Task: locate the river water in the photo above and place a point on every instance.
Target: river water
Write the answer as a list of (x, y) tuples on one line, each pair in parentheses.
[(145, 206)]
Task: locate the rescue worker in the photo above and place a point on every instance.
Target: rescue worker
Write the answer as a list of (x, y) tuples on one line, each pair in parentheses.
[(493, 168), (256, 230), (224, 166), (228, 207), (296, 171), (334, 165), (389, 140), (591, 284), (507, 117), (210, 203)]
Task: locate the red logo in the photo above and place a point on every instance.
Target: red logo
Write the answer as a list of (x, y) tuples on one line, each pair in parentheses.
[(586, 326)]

────────

WORK TO BE COMPLETED → All lines from the one containing "Target: rescue worker" to the end of the records are to be duplicated exactly, and no other lines are to be given.

SOLUTION TO THE EXERCISE →
Target: rescue worker
Write the answer as a list of (x, y) tuples on one line, each pair in parentheses.
[(493, 168), (256, 230), (224, 166), (228, 207), (296, 171), (334, 165), (389, 140), (591, 284), (507, 117), (210, 203)]
Task: locate the red logo in the photo above and place a point on every instance.
Target: red logo
Write the answer as a list of (x, y) tuples on one line, each pair in parentheses.
[(586, 326)]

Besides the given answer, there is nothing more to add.